GIVEN INFORMATION —

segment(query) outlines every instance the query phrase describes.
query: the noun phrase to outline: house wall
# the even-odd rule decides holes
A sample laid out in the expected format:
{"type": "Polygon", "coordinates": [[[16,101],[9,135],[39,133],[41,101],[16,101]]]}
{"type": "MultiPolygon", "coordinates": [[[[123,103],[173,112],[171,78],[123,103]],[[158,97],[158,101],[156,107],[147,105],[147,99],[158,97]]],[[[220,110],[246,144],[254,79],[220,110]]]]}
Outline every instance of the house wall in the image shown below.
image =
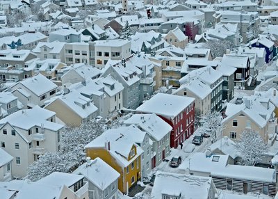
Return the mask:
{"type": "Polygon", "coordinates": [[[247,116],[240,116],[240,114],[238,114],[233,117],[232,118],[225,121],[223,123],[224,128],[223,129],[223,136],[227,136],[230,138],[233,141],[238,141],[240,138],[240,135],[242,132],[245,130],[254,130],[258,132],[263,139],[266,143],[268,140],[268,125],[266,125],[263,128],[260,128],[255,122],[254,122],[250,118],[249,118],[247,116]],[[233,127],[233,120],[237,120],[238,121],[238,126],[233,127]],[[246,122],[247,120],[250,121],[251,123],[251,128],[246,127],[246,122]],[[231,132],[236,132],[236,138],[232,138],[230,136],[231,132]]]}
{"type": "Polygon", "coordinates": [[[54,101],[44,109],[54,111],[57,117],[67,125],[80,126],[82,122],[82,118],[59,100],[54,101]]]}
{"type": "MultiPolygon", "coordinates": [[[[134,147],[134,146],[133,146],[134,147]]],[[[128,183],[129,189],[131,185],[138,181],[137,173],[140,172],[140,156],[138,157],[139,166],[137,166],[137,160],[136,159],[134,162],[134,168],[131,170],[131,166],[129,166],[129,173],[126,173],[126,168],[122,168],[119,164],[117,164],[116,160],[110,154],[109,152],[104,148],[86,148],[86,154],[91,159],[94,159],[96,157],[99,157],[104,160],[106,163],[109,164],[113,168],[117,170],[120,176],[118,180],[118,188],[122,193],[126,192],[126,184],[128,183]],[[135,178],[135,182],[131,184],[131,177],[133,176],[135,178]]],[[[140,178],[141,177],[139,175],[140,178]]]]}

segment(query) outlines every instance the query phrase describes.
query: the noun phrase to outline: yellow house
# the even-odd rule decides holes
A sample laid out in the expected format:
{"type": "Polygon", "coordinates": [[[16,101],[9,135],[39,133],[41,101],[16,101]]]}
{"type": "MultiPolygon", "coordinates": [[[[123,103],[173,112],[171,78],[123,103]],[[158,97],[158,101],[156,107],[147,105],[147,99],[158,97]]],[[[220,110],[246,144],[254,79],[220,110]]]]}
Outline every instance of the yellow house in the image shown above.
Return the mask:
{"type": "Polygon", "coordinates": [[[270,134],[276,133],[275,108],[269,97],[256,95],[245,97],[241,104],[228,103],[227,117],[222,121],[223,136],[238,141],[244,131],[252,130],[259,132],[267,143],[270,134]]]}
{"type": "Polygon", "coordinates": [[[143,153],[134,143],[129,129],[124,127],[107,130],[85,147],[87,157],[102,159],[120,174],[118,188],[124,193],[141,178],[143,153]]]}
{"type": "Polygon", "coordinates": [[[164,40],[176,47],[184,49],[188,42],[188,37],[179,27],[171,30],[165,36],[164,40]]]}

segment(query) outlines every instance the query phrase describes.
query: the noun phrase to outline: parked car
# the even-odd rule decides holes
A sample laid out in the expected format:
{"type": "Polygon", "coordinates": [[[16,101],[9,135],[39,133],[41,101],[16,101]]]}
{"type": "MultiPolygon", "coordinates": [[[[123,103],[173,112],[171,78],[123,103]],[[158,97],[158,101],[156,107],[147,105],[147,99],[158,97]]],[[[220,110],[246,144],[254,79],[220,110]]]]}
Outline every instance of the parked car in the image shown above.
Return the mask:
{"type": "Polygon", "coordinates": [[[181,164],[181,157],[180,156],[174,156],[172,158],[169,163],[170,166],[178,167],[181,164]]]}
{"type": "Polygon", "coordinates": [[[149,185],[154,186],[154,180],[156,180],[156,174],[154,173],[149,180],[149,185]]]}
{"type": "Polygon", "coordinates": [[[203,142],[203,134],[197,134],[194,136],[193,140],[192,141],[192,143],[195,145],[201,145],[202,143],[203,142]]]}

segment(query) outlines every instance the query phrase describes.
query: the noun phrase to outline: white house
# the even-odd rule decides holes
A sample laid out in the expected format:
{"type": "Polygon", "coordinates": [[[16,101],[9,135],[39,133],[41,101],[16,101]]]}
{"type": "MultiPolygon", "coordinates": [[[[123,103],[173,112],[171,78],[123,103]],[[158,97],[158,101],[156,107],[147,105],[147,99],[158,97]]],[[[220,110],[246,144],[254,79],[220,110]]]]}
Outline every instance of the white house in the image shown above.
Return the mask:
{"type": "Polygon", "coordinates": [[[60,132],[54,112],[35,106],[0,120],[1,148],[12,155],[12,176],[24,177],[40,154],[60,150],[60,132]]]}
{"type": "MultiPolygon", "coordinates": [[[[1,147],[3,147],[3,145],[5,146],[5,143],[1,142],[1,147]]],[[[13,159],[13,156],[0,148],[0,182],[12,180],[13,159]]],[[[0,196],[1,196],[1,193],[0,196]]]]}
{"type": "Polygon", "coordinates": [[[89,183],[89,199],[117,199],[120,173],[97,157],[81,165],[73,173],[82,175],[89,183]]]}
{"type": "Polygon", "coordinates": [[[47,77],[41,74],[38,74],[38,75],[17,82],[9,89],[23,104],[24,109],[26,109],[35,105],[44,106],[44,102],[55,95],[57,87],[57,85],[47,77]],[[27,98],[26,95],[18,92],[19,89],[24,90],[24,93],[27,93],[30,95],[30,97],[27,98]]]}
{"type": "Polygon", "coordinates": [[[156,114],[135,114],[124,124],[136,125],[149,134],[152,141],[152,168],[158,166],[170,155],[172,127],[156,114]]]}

* * *

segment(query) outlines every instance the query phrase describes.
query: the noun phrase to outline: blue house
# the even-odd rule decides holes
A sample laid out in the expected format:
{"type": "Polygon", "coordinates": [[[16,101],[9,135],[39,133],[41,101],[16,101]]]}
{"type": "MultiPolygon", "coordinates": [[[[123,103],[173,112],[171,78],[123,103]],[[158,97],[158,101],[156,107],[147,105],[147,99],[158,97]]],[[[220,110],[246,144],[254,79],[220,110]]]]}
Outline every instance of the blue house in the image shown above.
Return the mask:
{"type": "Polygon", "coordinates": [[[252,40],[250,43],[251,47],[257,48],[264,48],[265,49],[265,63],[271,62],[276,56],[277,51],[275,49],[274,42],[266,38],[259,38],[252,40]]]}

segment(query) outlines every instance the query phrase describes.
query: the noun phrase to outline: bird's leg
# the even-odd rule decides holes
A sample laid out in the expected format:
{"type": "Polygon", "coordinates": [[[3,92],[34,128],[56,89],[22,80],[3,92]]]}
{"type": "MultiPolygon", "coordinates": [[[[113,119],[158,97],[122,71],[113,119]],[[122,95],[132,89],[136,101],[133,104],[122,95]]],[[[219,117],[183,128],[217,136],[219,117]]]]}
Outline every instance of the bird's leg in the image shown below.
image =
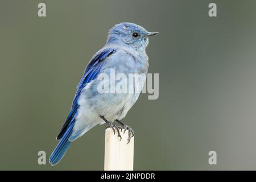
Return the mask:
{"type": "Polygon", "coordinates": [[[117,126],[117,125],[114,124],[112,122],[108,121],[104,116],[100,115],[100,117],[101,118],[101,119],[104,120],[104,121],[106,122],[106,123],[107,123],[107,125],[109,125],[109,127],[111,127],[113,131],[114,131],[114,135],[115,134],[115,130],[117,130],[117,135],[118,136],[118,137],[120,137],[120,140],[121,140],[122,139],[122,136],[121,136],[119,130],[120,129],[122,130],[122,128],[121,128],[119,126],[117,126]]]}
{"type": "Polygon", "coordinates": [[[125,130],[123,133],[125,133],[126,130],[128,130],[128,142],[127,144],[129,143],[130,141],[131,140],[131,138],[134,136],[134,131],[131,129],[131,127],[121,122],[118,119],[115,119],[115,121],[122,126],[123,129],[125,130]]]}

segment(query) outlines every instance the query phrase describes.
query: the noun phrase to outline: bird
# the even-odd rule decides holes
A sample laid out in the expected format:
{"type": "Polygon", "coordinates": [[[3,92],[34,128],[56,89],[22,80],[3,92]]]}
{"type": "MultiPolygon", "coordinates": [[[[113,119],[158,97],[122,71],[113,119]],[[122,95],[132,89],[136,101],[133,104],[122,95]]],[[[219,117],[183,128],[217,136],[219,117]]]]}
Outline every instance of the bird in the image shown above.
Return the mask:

* * *

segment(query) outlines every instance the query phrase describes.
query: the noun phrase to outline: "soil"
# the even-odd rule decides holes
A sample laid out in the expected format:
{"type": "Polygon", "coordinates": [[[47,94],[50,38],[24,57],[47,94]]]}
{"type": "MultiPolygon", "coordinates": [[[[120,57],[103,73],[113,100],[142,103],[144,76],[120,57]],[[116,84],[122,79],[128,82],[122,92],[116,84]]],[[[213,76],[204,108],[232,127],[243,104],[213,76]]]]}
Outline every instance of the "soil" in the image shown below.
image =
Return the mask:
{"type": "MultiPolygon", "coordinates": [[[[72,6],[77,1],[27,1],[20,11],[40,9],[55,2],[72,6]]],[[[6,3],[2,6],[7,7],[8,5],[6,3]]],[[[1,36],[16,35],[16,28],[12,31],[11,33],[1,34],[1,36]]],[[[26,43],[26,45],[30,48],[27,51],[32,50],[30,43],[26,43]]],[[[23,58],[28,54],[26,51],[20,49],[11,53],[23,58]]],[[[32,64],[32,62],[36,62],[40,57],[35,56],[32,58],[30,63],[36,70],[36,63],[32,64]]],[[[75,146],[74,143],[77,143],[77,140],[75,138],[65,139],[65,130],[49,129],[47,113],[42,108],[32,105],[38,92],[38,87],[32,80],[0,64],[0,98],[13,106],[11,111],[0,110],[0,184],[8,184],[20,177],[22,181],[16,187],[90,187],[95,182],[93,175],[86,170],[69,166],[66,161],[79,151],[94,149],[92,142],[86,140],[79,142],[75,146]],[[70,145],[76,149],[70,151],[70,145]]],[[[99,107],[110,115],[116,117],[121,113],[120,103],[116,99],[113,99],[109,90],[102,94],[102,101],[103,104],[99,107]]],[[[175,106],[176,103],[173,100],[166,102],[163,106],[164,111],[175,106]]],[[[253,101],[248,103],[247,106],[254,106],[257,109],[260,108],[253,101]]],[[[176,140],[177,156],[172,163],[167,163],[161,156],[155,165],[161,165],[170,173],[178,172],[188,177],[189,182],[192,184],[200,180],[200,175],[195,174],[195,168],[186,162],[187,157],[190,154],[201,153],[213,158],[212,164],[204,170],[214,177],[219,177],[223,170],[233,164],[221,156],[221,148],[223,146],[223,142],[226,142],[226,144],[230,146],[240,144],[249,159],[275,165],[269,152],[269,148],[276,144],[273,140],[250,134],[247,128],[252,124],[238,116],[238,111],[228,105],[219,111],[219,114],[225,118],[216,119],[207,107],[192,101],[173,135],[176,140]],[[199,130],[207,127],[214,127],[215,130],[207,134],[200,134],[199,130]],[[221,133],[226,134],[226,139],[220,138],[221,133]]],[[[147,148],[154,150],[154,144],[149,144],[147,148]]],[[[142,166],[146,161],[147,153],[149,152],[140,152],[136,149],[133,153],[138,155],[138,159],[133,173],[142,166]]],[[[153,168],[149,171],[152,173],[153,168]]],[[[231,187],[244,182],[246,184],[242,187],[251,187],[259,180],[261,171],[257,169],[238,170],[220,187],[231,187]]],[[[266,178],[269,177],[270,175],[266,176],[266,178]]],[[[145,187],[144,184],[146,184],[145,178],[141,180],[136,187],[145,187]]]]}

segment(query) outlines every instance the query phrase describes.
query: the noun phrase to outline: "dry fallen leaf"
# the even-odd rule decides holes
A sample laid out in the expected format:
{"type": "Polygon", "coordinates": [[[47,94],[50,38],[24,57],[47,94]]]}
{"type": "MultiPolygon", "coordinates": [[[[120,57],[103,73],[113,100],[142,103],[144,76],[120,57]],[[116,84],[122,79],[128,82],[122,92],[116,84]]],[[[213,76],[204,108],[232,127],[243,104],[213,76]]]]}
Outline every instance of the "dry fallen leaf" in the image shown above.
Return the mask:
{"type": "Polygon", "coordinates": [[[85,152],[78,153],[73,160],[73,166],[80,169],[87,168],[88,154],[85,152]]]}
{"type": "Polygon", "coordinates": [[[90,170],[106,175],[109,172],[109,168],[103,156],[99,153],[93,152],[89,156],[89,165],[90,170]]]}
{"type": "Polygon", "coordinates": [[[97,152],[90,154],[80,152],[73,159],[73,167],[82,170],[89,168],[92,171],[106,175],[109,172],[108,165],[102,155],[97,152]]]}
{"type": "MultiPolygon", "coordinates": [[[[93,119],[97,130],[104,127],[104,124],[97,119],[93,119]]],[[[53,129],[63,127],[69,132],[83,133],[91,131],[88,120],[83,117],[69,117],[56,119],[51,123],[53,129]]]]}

REQUEST — Pull out every line of the items above that contains the string "white".

FINISHED EXERCISE —
query: the noun phrase to outline: white house
Outline every instance of the white house in the image shown above.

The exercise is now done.